TASK: Gather every line in the rows below that contains the word "orange", paying attention to case.

Detection examples:

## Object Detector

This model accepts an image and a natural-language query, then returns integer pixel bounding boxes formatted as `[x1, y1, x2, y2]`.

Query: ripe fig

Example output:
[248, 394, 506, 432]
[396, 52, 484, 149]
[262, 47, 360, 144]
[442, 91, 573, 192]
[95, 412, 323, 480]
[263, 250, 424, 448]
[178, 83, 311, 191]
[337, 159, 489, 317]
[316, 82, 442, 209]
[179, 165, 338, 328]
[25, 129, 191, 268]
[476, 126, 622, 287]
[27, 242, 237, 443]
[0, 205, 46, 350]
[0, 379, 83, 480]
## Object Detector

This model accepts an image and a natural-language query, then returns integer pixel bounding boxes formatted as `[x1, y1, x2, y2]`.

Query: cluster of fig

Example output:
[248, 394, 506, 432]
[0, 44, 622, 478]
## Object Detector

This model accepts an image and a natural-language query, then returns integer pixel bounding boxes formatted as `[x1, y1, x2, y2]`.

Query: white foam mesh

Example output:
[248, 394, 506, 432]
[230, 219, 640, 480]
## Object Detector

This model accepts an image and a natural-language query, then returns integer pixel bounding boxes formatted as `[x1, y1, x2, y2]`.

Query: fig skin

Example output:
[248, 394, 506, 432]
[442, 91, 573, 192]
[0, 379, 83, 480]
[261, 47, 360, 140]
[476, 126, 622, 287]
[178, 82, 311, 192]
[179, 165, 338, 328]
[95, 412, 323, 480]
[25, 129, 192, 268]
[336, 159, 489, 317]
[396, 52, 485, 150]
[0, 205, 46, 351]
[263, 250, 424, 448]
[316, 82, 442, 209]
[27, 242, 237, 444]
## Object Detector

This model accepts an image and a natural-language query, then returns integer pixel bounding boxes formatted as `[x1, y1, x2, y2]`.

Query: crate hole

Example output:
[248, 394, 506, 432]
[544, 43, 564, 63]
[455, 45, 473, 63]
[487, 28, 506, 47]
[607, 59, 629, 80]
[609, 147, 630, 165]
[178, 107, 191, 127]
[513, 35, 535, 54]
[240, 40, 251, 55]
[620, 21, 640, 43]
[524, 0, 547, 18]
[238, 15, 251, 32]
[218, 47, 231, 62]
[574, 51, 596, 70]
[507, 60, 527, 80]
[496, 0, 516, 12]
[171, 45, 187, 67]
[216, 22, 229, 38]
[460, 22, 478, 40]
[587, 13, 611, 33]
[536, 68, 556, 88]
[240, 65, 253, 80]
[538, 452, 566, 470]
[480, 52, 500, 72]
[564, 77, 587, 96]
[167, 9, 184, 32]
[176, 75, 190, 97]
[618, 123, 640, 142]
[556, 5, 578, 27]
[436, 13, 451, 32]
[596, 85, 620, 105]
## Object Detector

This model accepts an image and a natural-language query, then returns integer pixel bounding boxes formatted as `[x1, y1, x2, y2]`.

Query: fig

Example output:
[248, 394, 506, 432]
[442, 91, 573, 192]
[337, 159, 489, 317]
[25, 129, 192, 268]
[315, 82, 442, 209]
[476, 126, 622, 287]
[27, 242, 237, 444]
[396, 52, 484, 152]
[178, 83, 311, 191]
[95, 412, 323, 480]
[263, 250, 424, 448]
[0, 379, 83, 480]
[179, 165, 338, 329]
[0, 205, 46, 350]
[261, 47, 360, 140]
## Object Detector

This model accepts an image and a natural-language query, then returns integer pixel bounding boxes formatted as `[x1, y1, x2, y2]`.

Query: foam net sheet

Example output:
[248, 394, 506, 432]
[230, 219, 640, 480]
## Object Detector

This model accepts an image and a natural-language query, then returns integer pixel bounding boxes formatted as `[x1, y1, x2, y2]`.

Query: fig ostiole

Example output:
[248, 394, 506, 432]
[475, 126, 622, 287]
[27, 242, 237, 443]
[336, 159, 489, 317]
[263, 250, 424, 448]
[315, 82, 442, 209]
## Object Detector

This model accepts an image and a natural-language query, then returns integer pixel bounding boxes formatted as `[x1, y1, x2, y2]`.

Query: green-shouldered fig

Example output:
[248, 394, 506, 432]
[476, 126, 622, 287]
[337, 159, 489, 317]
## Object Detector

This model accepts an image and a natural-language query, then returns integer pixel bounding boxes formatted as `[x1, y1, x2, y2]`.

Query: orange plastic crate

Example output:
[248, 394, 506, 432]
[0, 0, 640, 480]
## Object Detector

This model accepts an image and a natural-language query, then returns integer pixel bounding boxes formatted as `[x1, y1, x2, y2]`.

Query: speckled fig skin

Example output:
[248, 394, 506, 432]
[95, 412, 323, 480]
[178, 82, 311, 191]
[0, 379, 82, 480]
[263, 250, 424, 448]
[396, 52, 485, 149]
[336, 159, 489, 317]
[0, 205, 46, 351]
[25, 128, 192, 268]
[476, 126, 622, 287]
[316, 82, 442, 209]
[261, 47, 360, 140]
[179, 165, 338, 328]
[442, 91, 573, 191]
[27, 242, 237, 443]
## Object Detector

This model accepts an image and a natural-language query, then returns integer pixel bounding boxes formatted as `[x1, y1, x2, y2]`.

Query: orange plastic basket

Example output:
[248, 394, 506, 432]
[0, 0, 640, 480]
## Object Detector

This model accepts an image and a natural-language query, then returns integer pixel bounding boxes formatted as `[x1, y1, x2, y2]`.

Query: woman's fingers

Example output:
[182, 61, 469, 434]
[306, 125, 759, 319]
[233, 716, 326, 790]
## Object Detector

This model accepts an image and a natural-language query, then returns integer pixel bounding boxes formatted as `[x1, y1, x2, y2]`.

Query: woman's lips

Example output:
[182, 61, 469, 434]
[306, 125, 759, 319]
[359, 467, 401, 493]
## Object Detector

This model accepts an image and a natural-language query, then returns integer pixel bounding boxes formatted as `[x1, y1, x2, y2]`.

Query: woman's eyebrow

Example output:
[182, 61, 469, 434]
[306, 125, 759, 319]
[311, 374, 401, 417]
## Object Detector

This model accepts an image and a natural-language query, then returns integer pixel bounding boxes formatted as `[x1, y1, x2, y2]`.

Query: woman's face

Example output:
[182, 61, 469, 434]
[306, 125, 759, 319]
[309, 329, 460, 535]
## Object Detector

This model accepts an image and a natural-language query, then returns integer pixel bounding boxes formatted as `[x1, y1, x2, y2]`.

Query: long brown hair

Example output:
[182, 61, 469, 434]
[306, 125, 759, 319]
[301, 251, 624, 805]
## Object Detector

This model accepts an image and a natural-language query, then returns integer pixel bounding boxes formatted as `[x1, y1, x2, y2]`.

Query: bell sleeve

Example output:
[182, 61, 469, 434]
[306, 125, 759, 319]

RESPONSE TO THE EXERCISE:
Query: orange plastic crate
Query: orange plastic basket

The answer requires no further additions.